> [Task requirements]
Copy all the lines of the data that include the word "mouth".

> [Exercise data]
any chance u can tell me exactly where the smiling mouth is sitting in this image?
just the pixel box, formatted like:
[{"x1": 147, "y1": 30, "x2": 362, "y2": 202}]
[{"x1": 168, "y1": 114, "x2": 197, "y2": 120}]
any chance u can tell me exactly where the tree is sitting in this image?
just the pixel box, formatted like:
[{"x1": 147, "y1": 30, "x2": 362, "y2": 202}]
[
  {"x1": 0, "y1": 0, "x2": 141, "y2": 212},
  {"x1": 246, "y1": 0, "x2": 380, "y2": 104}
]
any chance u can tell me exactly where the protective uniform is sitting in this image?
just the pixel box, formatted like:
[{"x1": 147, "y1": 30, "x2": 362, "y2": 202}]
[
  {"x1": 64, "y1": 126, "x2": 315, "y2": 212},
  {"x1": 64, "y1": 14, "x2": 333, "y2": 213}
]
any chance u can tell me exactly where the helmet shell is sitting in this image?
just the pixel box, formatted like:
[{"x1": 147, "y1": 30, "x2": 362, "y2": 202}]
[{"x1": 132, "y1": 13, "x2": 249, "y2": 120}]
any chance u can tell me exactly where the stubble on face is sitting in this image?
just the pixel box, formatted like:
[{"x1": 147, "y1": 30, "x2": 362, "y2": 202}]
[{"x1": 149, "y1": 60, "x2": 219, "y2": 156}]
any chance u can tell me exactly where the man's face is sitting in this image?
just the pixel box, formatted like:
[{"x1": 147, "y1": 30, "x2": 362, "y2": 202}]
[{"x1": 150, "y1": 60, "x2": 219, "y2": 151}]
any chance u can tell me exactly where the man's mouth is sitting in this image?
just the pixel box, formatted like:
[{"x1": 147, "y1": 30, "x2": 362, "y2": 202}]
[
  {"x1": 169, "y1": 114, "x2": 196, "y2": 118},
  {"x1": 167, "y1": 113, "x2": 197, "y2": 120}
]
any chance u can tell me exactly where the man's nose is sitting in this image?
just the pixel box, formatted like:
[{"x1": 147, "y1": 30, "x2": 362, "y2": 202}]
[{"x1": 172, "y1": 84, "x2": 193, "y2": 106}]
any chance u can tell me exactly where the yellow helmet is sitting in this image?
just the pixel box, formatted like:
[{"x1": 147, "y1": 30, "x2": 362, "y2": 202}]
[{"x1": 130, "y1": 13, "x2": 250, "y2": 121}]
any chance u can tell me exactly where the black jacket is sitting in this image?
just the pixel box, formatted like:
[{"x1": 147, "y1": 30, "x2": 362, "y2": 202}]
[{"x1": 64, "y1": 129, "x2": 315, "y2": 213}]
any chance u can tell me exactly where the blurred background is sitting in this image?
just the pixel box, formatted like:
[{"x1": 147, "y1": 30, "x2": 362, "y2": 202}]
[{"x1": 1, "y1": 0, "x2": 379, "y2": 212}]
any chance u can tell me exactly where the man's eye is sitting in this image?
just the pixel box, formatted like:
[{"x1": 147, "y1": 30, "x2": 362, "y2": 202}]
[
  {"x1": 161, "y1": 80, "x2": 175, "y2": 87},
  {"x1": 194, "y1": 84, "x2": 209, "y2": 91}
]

...

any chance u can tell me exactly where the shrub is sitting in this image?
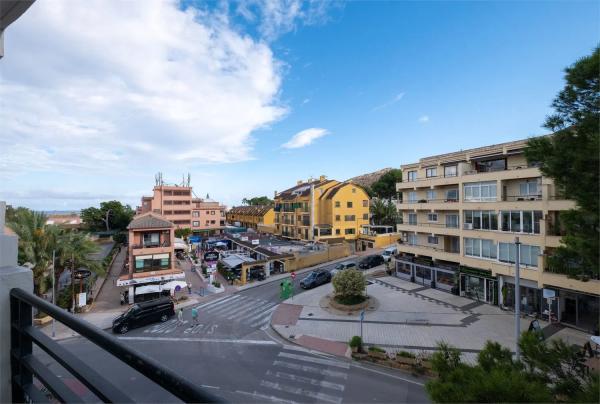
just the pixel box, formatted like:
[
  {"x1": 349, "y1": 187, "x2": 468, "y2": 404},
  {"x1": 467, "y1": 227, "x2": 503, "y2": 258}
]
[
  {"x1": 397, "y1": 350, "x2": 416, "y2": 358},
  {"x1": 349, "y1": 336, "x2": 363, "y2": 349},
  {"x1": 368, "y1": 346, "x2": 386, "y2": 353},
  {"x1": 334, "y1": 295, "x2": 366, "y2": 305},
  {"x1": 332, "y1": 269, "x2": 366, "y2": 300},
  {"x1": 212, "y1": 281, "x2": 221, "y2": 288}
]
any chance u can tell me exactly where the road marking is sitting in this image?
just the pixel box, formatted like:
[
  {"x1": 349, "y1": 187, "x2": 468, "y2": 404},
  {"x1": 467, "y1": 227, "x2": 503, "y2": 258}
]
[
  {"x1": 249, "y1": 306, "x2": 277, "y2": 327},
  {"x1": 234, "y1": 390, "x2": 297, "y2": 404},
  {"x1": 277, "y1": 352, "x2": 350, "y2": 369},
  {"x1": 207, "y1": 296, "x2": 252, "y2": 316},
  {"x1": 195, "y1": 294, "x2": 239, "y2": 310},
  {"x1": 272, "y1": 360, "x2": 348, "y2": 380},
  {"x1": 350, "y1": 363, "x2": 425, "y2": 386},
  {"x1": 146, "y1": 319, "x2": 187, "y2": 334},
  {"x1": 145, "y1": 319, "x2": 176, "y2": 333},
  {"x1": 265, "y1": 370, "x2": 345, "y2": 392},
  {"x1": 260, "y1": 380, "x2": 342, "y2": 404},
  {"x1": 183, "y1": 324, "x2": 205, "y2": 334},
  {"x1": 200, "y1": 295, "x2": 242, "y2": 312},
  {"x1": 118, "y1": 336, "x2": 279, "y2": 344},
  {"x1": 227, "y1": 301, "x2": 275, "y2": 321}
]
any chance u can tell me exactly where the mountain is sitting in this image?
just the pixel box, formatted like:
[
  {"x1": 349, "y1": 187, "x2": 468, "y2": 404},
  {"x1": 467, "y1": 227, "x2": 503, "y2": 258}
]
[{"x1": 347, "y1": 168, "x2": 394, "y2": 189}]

* * *

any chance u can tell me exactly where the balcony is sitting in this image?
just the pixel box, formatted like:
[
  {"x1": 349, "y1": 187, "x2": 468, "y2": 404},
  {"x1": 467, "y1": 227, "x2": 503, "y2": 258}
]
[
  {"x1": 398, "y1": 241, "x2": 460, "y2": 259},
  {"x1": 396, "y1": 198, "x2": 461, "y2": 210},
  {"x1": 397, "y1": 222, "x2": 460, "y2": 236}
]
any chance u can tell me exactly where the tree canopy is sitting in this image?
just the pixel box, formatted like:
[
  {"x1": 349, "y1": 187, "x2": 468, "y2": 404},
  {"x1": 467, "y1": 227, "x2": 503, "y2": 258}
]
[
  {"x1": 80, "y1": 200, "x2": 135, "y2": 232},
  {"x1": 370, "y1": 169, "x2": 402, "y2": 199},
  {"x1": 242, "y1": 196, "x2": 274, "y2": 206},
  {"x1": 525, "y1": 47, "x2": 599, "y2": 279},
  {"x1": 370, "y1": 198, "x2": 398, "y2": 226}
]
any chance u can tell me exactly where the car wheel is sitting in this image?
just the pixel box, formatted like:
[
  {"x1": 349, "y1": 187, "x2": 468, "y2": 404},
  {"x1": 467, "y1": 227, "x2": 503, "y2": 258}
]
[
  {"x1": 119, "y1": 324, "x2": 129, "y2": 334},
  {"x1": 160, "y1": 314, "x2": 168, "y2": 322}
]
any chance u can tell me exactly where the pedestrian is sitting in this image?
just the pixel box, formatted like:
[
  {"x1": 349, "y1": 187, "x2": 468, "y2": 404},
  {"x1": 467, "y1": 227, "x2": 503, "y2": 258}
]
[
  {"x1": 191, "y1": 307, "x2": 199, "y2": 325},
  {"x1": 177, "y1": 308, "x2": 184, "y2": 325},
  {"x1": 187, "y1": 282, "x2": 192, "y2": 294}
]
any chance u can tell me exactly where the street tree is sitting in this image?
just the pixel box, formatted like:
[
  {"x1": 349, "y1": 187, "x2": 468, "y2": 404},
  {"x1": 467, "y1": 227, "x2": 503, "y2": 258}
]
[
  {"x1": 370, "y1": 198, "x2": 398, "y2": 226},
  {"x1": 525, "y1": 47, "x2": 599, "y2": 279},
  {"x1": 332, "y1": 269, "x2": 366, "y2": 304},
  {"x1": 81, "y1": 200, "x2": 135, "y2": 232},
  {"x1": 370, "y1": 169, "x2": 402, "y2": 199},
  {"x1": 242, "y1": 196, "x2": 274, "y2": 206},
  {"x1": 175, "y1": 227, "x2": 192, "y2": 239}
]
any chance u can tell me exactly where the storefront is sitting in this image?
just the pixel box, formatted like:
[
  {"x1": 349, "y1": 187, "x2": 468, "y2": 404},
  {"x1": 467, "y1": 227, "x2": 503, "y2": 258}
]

> [Exercise solution]
any chance u can tell me exactly where the smiling mouth is sitting in this image?
any chance u can tell me exactly where the man's mouth is sitting in this image?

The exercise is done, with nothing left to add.